**To do**
From the entries below, keep only the lines that contain the word "figure" and copy each of those lines unchanged.
——————
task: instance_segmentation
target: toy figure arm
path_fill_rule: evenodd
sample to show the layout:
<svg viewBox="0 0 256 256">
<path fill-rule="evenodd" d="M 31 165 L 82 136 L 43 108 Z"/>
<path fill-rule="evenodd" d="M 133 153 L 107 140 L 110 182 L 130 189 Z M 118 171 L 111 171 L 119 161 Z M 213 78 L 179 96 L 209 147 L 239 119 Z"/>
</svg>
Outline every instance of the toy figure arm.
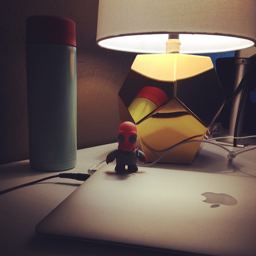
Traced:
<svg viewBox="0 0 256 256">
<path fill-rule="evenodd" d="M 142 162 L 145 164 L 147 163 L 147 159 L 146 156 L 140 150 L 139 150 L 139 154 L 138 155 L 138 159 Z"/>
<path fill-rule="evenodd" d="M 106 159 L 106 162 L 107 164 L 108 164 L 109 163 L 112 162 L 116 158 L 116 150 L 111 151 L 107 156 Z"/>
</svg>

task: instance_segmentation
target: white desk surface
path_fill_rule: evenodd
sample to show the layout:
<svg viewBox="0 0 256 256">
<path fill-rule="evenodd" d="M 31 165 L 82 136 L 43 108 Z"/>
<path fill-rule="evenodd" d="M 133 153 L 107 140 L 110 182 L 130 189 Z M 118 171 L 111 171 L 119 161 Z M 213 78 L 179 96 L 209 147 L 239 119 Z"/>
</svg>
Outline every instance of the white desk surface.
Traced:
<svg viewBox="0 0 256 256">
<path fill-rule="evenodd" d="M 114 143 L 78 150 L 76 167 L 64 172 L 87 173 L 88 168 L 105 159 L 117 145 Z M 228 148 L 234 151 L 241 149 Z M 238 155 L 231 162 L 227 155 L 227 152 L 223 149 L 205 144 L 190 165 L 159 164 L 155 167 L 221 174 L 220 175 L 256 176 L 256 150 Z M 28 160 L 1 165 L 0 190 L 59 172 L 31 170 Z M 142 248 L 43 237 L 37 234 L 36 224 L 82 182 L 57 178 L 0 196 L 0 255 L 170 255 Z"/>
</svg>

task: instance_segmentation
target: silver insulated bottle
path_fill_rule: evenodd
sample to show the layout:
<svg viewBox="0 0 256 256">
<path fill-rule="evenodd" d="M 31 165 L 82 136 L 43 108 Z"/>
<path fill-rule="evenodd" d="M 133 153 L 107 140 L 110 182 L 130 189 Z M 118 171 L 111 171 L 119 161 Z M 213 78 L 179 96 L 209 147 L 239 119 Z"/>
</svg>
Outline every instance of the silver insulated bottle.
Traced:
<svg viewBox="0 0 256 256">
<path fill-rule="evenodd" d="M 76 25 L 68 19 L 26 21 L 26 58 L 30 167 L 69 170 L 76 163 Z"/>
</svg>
——————
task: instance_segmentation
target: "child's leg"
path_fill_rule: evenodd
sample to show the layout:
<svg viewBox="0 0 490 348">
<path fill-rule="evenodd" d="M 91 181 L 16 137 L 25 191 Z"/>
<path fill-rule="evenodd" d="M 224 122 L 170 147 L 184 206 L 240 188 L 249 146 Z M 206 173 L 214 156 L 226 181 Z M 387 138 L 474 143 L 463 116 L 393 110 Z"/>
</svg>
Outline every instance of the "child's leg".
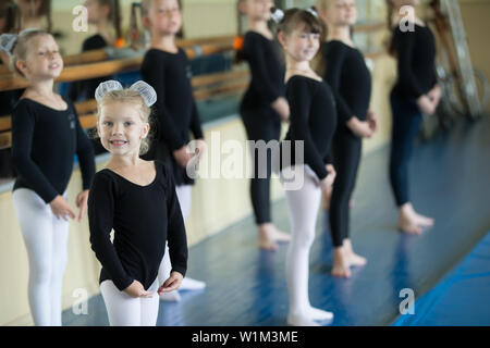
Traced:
——————
**Correct output**
target: toy figure arm
Outline every instance of the toy figure arm.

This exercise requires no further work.